Required tasks
A – In the author bios, which prize did Boy with Thorn win besides the Levis Reading Prize?
B – Write what comes next in the author bios, starting right after their final sentence.

Extract to read
━━━━━━━━

Rickey Laurentiis was raised in New Orleans, Louisiana, to love the dark. His poetry has been supported by several foundations and fellowships, including the Civitella Ranieri Foundation in Italy, Poetry International Rotterdam, the National Endowment for the Arts, Cave Canem Foundation, and the Poetry Foundation, which awarded him a Ruth Lilly Fellowship in 2012. In 2016, he traveled to Palestine as an invited reader for the Palestine Festival of Literature. He received his MFA in Writing from Washington University in St Louis, where he was a Chancellor’s Graduate Fellow, and his Bachelors in Liberal Arts from Sarah Lawrence College, where he read literature and queer theory. He is the author of Boy with Thorn, winner of the Cave Canem Poetry Prize and the Levis Reading Prize, and a finalist for the Kate Tufts Discovery award, as well as named one of the top ten debuts of 2015 by Poets & Writers Magazine and a top 16 best poetry books by Buzzfeed, among other distinctions.
Walter Mosley is one of the most versatile and admired writers in America today. He is the author of more than 43 critically acclaimed books, including the major bestselling mystery series featuring Easy Rawlins. His work has been translated into 23 languages and includes literary fiction, science fiction, political monographs, and a young adult novel. His short fiction has been widely published, and his nonfiction has appeared in The New York Times Magazine and The Nation, among other publications. He is the winner of numerous awards, including an O. Henry Award, a Grammy and PEN America’s Lifetime Achievement Award. He lives in New York City.

━━━━━━━━

Dataset excerpts

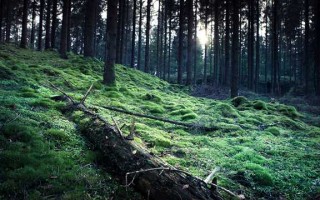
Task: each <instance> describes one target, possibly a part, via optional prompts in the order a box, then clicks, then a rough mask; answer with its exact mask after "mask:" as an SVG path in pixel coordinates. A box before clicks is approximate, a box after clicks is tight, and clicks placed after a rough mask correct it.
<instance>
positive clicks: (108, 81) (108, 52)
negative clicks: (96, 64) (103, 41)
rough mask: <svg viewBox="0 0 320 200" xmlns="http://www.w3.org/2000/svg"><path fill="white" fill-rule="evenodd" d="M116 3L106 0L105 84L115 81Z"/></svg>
mask: <svg viewBox="0 0 320 200" xmlns="http://www.w3.org/2000/svg"><path fill="white" fill-rule="evenodd" d="M117 5H118V0H112V1H108V3H107V6H108V14H107V41H106V43H107V55H106V61H105V66H104V73H103V82H104V84H106V85H112V84H114V83H115V79H116V78H115V61H116V53H117V52H116V45H117V42H116V40H115V38H117Z"/></svg>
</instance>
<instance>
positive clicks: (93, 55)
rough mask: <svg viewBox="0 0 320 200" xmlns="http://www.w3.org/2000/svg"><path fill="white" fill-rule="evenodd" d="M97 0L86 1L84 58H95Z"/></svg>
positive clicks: (84, 37)
mask: <svg viewBox="0 0 320 200" xmlns="http://www.w3.org/2000/svg"><path fill="white" fill-rule="evenodd" d="M96 4H97V0H86V3H85V26H84V56H85V57H94V55H95V54H94V37H95V27H96V26H95V24H96V13H95V12H96Z"/></svg>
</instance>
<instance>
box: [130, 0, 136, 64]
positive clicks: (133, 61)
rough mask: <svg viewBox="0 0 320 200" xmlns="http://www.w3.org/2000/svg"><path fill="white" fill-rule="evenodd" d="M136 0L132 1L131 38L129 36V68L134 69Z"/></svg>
mask: <svg viewBox="0 0 320 200" xmlns="http://www.w3.org/2000/svg"><path fill="white" fill-rule="evenodd" d="M136 13H137V0H133V13H132V36H131V67H134V60H135V50H136V46H135V45H136V17H137V14H136Z"/></svg>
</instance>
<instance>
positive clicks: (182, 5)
mask: <svg viewBox="0 0 320 200" xmlns="http://www.w3.org/2000/svg"><path fill="white" fill-rule="evenodd" d="M179 10H180V14H179V47H178V48H179V49H178V77H177V78H178V84H182V65H183V36H184V34H183V30H184V28H183V27H184V0H180V9H179Z"/></svg>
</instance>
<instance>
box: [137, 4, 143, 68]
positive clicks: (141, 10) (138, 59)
mask: <svg viewBox="0 0 320 200" xmlns="http://www.w3.org/2000/svg"><path fill="white" fill-rule="evenodd" d="M142 5H143V2H142V0H140V4H139V36H138V37H139V38H138V39H139V43H138V64H137V67H138V70H141V48H142V47H141V46H142Z"/></svg>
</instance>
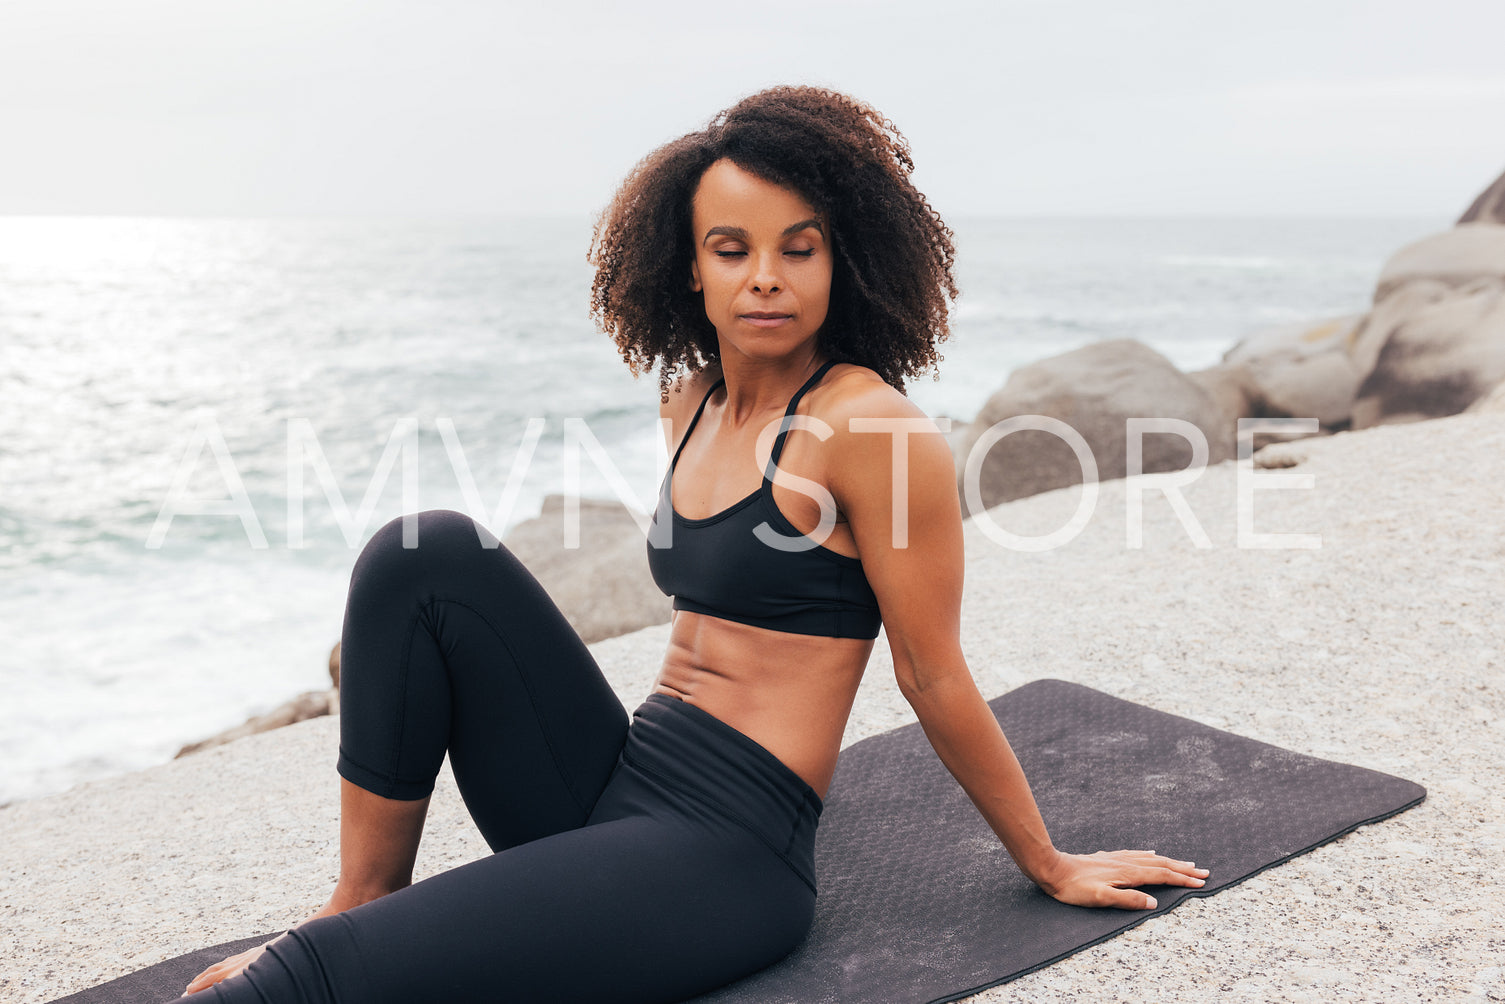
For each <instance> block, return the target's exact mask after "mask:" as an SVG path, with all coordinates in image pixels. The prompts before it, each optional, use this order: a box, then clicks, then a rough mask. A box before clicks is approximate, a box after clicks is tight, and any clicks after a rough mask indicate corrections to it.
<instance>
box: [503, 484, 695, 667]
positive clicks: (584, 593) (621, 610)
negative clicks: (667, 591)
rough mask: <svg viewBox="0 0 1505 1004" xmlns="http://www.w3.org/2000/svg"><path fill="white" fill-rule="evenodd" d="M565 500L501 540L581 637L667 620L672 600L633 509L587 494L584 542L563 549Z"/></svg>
mask: <svg viewBox="0 0 1505 1004" xmlns="http://www.w3.org/2000/svg"><path fill="white" fill-rule="evenodd" d="M563 525H564V497H563V495H548V497H546V498H545V500H543V510H542V512H540V513H539V515H537V516H536V518H534V519H527V521H524V522H519V524H518V525H516V527H513V528H512V530H510V531H509V533H507V536H504V537H503V543H506V545H507V548H509V549H510V551H512V552H513V554H516V555H518V560H521V561H522V563H524V564H525V566H527V567H528V570H530V572H533V577H534V578H537V580H539V583H540V584H542V586H543V589H545V590H546V592H548V595H549V596H551V598H552V599H554V602H555V604H557V605H558V608H560V610H561V611H564V617H566V619H567V620H569V622H570V625H572V626H573V628H575V631H578V632H579V637H581V638H584V640H585V641H587V643H588V641H599V640H600V638H611V637H616V635H620V634H626V632H629V631H637V629H638V628H646V626H649V625H661V623H665V622H667V620H668V617H670V599H668V598H667V596H664V593H661V592H659V589H658V586H655V583H653V577H652V575H650V573H649V558H647V540H646V537H644V536H643V531H641V530H640V528H638V524H637V521H635V519H634V518H632V513H631V512H629V510H628V509H626V507H625V506H622V504H620V503H614V501H599V500H593V498H582V500H581V503H579V546H578V548H566V546H564V531H563Z"/></svg>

━━━━━━━━

Numbered answers
A – The Cave Canem Poetry Prize.

B –
John Murillo’s first poetry collection, Up Jump the Boogie, was a finalist for both the 2011 Kate Tufts Discovery Award and the PEN Open Book Award. His other honors include a 2011 Pushcart Prize, two Larry Neal Writers Awards, and fellowships from the National Endowment for the Arts, Cave Canem Foundation, the New York Times, the Wisconsin Institute of Creative Writing, Bread Loaf Writers Conference, and the Fine Arts Work Center in Provincetown, Massachusetts. Currently, he serves on the creative writing faculty at Hampshire College and New York University.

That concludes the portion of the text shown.